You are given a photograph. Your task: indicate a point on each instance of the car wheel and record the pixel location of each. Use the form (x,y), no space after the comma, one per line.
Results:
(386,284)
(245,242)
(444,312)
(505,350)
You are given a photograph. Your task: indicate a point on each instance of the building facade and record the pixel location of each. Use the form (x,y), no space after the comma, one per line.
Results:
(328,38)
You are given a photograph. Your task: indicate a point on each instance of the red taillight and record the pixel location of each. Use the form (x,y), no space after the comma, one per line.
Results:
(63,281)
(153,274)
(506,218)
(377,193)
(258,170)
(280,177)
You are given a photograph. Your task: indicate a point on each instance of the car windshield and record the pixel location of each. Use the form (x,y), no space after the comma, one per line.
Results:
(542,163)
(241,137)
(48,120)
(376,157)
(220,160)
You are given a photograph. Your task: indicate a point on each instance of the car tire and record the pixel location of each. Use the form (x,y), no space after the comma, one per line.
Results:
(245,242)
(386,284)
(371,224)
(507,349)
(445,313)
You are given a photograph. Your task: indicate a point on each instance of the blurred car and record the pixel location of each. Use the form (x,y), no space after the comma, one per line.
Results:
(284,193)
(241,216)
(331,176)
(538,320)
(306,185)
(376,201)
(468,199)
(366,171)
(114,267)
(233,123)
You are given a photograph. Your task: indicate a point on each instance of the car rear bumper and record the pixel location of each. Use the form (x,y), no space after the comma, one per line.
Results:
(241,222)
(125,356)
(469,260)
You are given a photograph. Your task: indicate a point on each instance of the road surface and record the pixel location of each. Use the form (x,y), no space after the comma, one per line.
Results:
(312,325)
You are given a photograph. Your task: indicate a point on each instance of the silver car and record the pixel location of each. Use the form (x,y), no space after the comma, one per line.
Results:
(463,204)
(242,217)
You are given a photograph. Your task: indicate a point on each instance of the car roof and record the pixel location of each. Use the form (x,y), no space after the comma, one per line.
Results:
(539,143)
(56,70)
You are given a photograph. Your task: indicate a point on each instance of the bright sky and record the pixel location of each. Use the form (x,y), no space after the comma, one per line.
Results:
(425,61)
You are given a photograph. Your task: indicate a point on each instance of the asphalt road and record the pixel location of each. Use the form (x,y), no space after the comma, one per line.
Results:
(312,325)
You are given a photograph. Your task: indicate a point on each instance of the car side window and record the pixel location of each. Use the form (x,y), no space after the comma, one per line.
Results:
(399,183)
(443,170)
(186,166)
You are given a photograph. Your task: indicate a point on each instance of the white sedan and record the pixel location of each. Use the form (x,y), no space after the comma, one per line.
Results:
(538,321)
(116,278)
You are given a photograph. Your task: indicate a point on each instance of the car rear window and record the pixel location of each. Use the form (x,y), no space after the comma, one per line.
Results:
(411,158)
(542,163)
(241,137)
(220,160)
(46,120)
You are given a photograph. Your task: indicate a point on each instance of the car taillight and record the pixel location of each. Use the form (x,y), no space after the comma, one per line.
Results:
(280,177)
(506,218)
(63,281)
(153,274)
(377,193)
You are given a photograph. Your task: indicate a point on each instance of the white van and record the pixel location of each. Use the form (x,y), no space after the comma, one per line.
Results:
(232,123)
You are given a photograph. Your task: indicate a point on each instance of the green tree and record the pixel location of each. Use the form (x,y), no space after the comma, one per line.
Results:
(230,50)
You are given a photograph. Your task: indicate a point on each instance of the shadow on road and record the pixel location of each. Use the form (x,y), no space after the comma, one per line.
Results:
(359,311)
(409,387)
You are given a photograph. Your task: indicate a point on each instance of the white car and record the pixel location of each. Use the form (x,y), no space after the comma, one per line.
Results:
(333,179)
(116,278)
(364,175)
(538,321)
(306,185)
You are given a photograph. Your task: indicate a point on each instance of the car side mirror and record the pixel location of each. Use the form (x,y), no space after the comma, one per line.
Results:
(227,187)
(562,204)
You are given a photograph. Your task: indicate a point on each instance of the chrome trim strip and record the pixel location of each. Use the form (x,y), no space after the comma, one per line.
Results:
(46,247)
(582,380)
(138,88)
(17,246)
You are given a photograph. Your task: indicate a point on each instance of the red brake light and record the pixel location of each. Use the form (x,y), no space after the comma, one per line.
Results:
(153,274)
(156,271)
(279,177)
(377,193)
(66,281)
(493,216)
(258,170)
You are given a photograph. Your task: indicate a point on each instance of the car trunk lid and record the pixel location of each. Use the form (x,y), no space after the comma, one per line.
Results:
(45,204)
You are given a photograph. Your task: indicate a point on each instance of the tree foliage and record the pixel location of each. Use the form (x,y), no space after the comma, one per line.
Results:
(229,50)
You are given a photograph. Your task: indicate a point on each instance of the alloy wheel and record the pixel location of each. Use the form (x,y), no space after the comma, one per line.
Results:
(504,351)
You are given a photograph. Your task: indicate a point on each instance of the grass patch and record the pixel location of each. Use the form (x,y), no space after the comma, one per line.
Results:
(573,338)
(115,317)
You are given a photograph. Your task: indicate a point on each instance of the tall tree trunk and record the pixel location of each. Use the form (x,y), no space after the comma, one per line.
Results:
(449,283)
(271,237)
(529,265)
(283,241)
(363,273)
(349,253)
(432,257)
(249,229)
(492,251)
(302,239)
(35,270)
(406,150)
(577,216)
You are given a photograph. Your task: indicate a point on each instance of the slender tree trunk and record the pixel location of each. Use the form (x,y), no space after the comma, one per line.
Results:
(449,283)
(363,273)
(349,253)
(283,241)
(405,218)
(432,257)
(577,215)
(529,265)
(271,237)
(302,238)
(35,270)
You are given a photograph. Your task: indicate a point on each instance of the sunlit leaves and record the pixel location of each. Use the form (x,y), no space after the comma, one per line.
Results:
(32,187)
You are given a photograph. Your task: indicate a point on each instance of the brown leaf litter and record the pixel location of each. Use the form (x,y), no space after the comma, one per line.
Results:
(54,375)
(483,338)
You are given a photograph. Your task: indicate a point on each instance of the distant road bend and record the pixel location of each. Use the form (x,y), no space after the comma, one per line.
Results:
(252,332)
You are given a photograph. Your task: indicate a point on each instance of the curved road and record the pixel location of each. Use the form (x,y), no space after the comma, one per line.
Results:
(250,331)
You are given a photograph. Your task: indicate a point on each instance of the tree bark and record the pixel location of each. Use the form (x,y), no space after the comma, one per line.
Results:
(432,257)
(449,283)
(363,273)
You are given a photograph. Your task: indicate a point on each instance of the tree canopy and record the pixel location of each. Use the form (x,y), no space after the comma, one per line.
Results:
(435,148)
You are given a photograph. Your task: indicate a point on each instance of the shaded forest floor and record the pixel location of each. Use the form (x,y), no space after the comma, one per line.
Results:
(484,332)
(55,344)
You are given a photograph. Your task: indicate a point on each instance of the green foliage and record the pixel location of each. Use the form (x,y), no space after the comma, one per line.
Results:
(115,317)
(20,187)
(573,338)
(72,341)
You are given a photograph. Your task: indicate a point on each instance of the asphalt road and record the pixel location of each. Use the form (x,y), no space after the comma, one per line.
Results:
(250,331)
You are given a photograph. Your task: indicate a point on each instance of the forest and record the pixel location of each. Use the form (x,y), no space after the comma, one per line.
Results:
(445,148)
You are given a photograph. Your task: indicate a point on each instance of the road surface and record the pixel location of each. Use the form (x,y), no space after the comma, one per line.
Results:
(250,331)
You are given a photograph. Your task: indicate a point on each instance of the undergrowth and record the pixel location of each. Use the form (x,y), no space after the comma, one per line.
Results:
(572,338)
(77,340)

◆ ◆ ◆

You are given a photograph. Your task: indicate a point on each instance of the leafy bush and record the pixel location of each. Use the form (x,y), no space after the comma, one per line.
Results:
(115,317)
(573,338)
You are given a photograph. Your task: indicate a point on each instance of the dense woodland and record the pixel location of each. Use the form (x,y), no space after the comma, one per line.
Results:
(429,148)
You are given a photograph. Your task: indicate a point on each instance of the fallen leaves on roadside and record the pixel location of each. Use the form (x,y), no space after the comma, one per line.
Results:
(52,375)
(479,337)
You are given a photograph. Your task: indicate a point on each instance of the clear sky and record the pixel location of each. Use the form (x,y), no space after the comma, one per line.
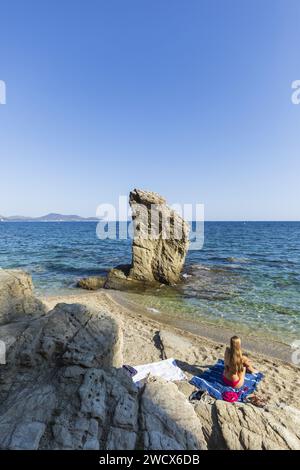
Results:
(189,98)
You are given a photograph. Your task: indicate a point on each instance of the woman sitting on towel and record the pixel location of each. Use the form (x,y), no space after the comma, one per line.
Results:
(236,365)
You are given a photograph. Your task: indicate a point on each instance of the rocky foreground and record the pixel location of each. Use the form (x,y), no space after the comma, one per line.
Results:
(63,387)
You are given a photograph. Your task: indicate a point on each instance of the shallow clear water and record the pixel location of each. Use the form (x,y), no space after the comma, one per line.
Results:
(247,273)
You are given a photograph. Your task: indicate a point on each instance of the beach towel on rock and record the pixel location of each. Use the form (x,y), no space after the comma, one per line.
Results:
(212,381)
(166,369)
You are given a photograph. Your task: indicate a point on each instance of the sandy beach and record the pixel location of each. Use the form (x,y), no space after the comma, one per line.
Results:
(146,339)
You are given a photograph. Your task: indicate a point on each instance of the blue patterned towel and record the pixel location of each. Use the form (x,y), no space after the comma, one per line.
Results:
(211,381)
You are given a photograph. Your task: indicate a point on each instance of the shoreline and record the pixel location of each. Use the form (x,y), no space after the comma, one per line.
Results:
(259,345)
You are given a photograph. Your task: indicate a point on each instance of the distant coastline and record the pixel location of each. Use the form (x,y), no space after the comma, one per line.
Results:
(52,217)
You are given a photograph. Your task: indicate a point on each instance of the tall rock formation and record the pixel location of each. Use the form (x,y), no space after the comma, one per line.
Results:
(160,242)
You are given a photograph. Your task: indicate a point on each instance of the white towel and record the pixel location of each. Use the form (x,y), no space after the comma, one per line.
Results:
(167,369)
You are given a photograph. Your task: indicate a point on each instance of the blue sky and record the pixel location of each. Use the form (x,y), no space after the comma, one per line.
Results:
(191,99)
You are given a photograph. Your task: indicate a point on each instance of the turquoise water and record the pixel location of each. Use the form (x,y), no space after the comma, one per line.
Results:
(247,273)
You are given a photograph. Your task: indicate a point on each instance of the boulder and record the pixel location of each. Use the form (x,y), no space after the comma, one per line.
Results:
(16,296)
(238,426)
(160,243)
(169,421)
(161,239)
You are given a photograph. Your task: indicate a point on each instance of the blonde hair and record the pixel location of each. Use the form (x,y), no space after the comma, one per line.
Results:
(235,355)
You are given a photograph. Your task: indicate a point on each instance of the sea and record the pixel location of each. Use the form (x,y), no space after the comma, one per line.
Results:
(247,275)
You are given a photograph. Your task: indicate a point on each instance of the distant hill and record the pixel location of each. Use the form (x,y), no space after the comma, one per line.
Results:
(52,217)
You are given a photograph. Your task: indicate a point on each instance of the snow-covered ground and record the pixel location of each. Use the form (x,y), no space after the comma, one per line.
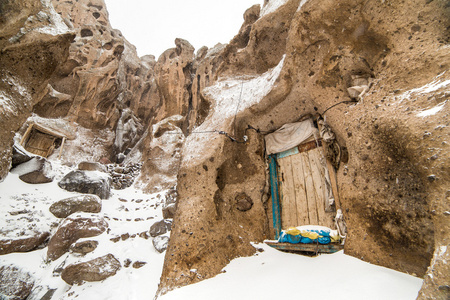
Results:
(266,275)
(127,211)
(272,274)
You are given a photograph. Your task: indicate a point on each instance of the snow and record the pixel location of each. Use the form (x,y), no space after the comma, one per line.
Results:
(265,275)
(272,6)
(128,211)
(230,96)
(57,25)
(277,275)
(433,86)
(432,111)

◆ ◆ ◆

*What is expected:* Nothing but the lines holding the word "snow" should be returned from the listing above.

*Answer below:*
You are given a photograph. Your task: indicate a point on each instance of the snow-covered ground and record the pixel location of each. Use the form (x,y), no space after the comma, one per line.
You are given a photograph. Your task: indicate a point on each instance of the snow and record the pixel location of each. Use the form (x,y), no space after the comma, one per line.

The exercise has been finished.